EXTRAIT CHOISI:
::::
Les euros coulent de nouveau à flot pour Heineken. Selon les derniers résultats annoncés lundi, le groupe néerlandais a en effet laissé la crise derrière lui. Pour le seul premier semestre 2022, il a réalisé un bénéfice net de 1,33 milliard d’euros, soit une hausse de 40 % en un an, pour un chiffre d’affaires qui s’élève à 16,4 milliards d’euros (+37 % sur un an). Et ces chiffres découlent directement du nombre de litres passés par les gosiers des amateurs de bière industrielle : quelque 110 millions d’hectolitres issus des marques du groupe, ce qui représente une hausse de 7,6 % par rapport au premier semestre 2021 et même 4,2 % comparé à 2019, l’année à laquelle les entreprises préfèrent se référer afin de voir où elles situent au regard de l’impact qu’a pu avoir la crise.

Augmentation des tarifs

Ces bons résultats dans la première moitié de 2022, dus en partie au «beau temps» sur la fin du printemps et à la reprise en Amérique latine selon l’entreprise, sont meilleurs que ce que les analystes présageaient. Ils interviennent néanmoins dans une période inflationniste, portée par les hausses des prix de l’énergie et des matières premières, qui touchent particulièrement le monde de la bière craft et artisanale. Des évolutions qui ont obligé, explique le groupe, à augmenter les tarifs des bières en moyenne de 8,9 % sur la période.

L’avenir s’assombrit assure le groupe néerlandais. Déjà, pour faire face à la fermeture des bars pendant les confinements en 2020 ou les nombreuses annulations de festivals, il avait annoncé supprimer 8 000 de ses 85 000 employés. Depuis la situation s’est redressée. Mais, avec l’inflation, les consommateurs pourraient réduire leurs achats de bière. «Le niveau des prix que nous et d’autres imposons pourrait commencer à avoir un effet et c’est pourquoi nous sommes prudents», a expliqué le directeur général, Dolf van den Brink, lors d’un entretien téléphonique avec des analystes, cité par Bloomberg. Les risques de pénurie de gaz, «particulièrement en Europe», qui reste le plus gros marché du groupe, sont considérés par Heineken comme un problème potentiellement important.

Bloomberg confirme d’ailleurs que la hausse des prix de l’énergie pourrait freiner la reprise de Heineken l’an prochain et prévoit même une baisse du bénéfice d’exploitation, notamment parce que la brasserie industrielle répercuterait trop lentement les augmentations de ses coûts de production. L’impact de son retrait de Russie devrait aussi se faire sentir. Heineken voit donc 2022 comme une année plus compliquée que la précédente.
::::
DONNÉES FOURNIES:

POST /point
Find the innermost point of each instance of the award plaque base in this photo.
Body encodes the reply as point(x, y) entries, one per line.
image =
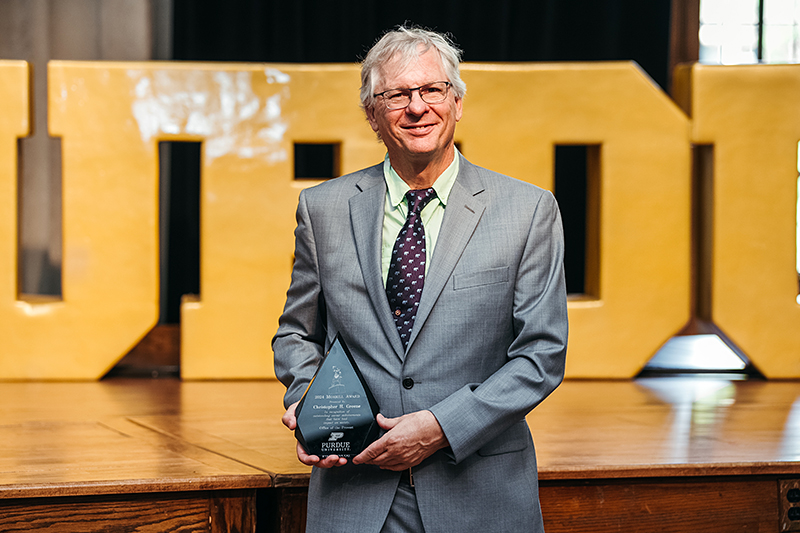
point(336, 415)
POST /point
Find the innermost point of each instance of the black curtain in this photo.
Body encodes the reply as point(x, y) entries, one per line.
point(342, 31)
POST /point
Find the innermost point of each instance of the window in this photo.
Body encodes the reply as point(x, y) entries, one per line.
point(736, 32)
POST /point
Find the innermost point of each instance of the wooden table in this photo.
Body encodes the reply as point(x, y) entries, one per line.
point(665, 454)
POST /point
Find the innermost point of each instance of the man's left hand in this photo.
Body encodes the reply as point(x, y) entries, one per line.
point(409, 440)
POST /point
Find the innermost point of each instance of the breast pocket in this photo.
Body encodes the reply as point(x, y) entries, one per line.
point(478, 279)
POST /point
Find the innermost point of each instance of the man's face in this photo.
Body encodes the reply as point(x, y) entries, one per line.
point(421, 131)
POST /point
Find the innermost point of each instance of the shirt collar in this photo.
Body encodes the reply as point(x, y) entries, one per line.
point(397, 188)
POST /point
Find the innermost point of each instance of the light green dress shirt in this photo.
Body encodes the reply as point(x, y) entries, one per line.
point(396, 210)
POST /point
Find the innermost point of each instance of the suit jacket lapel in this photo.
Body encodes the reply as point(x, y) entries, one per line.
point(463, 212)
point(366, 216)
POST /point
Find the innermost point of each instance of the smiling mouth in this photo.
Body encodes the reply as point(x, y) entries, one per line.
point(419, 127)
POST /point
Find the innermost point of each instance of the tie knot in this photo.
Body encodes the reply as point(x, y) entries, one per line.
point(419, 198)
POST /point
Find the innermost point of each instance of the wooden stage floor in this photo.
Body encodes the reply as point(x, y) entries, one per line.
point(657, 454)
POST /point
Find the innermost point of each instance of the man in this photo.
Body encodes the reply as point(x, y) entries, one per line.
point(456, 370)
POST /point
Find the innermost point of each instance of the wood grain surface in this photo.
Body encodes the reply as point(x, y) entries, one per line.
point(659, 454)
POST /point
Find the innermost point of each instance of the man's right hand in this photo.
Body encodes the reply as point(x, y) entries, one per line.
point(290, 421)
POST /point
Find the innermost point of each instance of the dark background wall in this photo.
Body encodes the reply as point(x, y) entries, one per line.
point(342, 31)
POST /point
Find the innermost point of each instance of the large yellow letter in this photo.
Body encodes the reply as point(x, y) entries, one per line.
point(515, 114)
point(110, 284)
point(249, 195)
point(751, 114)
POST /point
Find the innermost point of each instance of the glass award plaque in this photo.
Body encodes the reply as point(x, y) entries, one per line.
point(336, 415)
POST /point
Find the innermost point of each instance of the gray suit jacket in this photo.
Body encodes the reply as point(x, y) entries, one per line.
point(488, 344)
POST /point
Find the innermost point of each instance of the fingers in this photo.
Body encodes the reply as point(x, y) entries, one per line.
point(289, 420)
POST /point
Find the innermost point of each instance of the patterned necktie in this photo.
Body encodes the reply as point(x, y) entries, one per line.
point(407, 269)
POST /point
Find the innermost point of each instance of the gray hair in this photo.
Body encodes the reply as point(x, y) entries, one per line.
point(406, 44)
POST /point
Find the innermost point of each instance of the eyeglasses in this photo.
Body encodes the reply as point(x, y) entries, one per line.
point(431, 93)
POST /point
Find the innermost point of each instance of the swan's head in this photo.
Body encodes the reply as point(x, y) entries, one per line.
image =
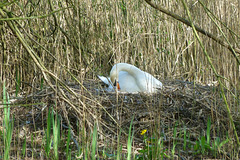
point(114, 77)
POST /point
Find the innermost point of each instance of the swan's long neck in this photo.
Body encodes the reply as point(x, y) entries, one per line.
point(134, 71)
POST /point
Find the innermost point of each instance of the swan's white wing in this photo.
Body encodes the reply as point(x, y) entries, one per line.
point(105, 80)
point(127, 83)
::::
LISTE DES TÂCHES:
**1.** Quels sont tous les pourcentages mentionnés dans l'extrait sur Heineken ?
**2.** Restituez, dans l'extrait sur Heineken, le passage allant de « Bloomberg confirme d’ailleurs » jusqu'à « que la précédente. ».

RÉSULTATS PAR TÂCHE:
**1.** 40 %, 37 %, 7,6 %, 4,2 %, 8,9 %

**2.**
Bloomberg confirme d’ailleurs que la hausse des prix de l’énergie pourrait freiner la reprise de Heineken l’an prochain et prévoit même une baisse du bénéfice d’exploitation, notamment parce que la brasserie industrielle répercuterait trop lentement les augmentations de ses coûts de production. L’impact de son retrait de Russie devrait aussi se faire sentir. Heineken voit donc 2022 comme une année plus compliquée que la précédente.